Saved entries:
§ §

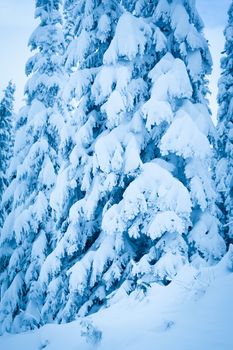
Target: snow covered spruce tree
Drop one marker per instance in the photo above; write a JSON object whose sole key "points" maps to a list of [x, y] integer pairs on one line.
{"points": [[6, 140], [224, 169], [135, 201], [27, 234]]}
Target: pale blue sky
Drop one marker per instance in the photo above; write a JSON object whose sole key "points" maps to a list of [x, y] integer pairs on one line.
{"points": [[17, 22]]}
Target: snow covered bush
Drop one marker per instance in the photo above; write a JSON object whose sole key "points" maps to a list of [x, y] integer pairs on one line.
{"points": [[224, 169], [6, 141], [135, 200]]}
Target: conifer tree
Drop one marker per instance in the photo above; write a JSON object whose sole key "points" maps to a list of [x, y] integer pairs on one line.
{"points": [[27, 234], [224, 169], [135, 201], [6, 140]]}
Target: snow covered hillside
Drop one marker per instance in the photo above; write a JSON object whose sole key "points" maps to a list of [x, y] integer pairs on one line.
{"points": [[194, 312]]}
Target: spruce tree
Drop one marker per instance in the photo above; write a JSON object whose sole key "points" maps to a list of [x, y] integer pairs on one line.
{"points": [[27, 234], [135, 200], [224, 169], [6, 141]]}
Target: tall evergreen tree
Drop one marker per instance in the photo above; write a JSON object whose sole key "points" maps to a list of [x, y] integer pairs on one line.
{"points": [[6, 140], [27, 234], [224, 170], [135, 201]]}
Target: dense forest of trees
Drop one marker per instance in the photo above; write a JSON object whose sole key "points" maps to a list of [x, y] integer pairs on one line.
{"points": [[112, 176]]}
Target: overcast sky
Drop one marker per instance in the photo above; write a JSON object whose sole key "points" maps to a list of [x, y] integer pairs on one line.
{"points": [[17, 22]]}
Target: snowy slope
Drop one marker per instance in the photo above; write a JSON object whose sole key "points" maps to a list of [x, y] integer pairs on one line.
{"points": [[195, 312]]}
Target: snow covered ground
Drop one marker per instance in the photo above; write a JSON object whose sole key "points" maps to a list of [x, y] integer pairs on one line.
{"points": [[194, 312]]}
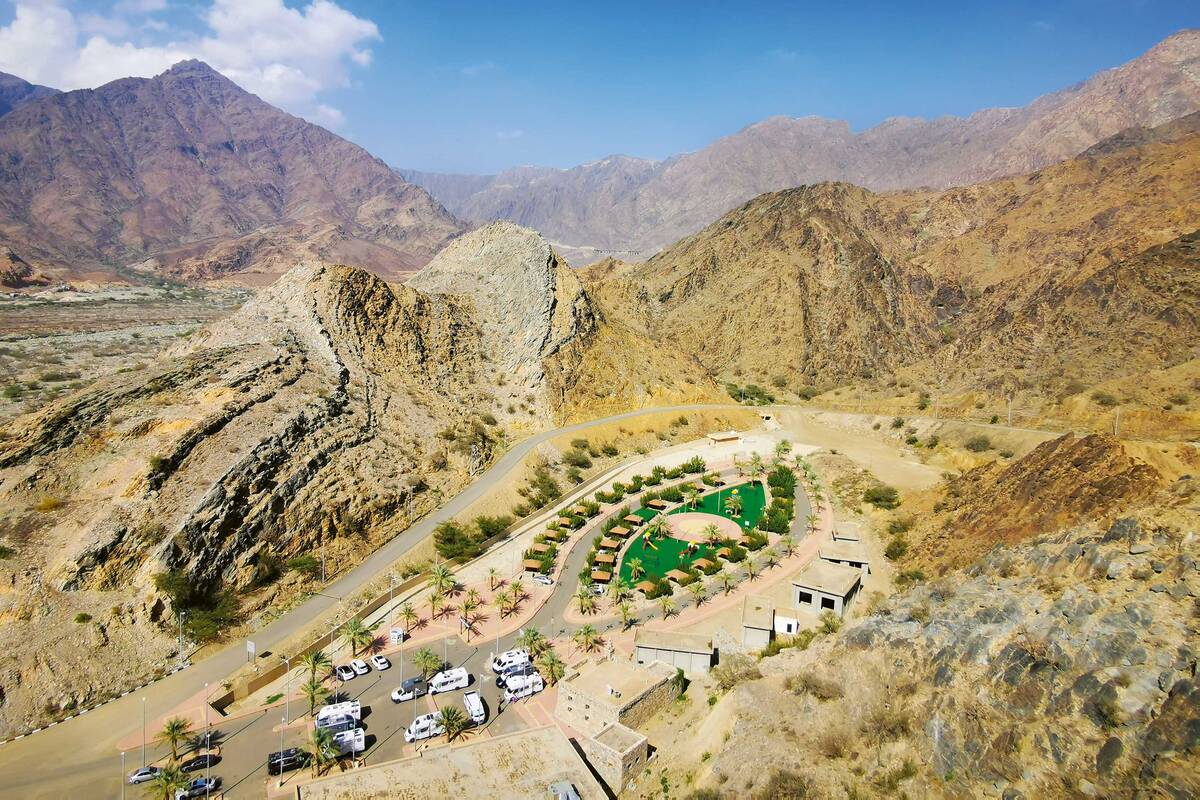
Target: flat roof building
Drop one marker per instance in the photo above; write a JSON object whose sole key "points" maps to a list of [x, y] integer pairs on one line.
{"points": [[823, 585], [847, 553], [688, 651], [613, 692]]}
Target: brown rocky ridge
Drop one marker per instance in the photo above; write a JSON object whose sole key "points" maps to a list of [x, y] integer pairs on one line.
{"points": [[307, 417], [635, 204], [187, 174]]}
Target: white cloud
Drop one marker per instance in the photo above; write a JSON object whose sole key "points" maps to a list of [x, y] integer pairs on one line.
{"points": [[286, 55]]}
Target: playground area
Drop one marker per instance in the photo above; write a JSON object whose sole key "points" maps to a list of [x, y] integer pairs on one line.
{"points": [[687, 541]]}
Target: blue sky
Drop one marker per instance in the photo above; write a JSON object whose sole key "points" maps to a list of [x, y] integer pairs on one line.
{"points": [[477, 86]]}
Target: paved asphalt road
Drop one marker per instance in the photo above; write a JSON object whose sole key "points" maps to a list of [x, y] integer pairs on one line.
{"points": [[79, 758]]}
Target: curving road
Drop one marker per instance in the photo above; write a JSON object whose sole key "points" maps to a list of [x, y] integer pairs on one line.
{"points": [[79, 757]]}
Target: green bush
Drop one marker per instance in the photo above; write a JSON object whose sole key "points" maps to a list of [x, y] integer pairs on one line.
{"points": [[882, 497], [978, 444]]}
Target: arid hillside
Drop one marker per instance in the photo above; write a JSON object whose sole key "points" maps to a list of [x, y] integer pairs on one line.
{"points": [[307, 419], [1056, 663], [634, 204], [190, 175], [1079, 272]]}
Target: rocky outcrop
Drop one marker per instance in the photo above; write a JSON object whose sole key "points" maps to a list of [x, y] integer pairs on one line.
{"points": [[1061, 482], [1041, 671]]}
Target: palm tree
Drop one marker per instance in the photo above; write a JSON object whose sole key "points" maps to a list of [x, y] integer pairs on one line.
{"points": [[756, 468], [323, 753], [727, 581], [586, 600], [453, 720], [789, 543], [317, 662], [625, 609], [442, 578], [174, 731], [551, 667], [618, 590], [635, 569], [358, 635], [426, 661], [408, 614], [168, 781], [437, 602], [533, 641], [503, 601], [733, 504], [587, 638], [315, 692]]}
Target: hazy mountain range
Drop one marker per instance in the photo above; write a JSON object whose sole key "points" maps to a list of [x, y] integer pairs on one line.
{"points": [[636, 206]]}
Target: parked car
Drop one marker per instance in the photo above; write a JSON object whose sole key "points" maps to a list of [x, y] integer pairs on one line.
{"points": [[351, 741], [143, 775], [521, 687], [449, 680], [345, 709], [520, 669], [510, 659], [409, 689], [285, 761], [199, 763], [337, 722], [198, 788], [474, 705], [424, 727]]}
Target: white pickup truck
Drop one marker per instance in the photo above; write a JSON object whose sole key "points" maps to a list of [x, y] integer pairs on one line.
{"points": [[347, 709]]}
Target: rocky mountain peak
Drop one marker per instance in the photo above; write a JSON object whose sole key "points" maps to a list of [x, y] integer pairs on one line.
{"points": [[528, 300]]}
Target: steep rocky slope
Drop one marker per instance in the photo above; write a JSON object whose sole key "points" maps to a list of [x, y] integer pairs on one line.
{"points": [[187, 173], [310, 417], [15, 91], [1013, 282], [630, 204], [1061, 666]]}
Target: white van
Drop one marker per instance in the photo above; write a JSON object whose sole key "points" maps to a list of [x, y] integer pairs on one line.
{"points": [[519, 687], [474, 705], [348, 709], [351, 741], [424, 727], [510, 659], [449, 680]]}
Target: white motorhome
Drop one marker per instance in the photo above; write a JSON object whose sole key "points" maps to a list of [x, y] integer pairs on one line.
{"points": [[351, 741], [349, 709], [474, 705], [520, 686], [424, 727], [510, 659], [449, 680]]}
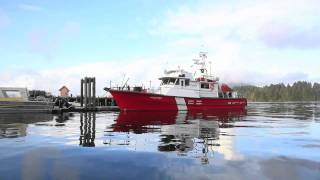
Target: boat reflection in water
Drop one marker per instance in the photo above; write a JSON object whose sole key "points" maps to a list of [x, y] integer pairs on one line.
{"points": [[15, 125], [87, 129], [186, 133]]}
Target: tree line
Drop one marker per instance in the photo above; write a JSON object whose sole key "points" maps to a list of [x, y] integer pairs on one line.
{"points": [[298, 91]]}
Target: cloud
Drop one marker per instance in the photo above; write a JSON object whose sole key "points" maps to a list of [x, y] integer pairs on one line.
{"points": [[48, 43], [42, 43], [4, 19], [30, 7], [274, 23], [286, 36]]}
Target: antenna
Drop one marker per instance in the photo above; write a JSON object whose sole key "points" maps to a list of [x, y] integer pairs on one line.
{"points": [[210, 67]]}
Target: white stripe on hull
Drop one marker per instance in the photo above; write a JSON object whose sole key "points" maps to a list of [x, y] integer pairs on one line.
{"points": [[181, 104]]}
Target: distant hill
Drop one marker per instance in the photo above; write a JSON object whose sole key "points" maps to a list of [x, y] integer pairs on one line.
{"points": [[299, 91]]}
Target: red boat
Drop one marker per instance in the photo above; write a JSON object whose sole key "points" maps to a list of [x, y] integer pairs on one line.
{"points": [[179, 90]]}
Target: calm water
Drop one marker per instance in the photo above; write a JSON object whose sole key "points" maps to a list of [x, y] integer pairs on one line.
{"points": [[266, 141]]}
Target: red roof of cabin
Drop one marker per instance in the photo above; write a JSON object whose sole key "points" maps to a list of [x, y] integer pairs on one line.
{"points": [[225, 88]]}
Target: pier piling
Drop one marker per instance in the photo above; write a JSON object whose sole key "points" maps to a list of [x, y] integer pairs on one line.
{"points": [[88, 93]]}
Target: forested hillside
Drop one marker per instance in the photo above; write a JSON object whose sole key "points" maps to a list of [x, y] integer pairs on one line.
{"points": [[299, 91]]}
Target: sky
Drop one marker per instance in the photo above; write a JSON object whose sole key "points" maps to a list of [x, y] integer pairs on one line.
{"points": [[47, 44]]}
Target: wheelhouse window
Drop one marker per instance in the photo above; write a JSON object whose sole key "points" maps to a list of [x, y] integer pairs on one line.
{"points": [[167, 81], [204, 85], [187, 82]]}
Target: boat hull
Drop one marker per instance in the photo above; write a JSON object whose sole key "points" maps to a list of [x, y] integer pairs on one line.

§ §

▶ EXERCISE REQUIREMENTS:
Write out, word for word, the stretch of the material from the line containing "Target: cloud" through the last line of the material, including both ends.

▶ SOLVED PROBLEM:
Target: cloud
Drop one marker per instance in the photo above; write a JSON object whose sole key "points" maps to a list of [x, y] integer pairs on one line.
{"points": [[48, 43], [42, 43], [4, 19], [30, 7], [274, 23], [286, 36]]}
Target: antenna
Drop one marker per instance in the photo above; write a JSON object whose sole key "points" maps to a list of [x, y] integer pairs on one line.
{"points": [[210, 67]]}
Target: white stripe on hull
Drop one marker per instance in the photo above; write a JSON object whose sole key "points" maps to a list of [x, y] integer pairs on one line.
{"points": [[181, 104]]}
Target: distant hill
Drop one marker per instance in the photo above; write a JSON object whose sole key "points" maps to a list of [x, y] integer pairs on one line.
{"points": [[299, 91]]}
Target: red boat
Drop one marker per instance in the photo above; write a JSON object whose sole key "points" maps to a list of [x, y] integer pairs on one line.
{"points": [[179, 90]]}
Target: calm water
Drop one marker per instance in the photo above; write a JSON object whose sole key "points" maps to a list of [x, y] integer pairs on one line.
{"points": [[266, 141]]}
Target: red roof of cabin
Drop one marker per instance in the photo above; write a JSON object whose sole key "points" maps to a list of [x, y] integer pairs on one line.
{"points": [[225, 88]]}
Target: pier piling
Drop one marker per instance in the photo above; write a JSON object whose sole key "points" maps to a list of [x, y] integer pairs on one line.
{"points": [[88, 93]]}
Target: forested hillside
Drop one marker per instance in the photo above; write a JSON object whose sole key "points" maps to a list of [x, y] integer pairs on one line.
{"points": [[299, 91]]}
Target: sky
Drop one marker per instance in the photo above; write a JSON object whose sole key "points" maps to a list of [x, y] integer pairs on one line.
{"points": [[47, 44]]}
Target: wheelhouse window
Drop one marker per instance in the photo above; write a JSON object whose sole key "points" maps to a list of [x, y] integer pairs on one line.
{"points": [[167, 81], [204, 85], [187, 82]]}
Target: boat hull
Drop one marker per instance in the photo above; write a JSON object whose sole key "points" maps to a list of [x, y] integer pairs on one line.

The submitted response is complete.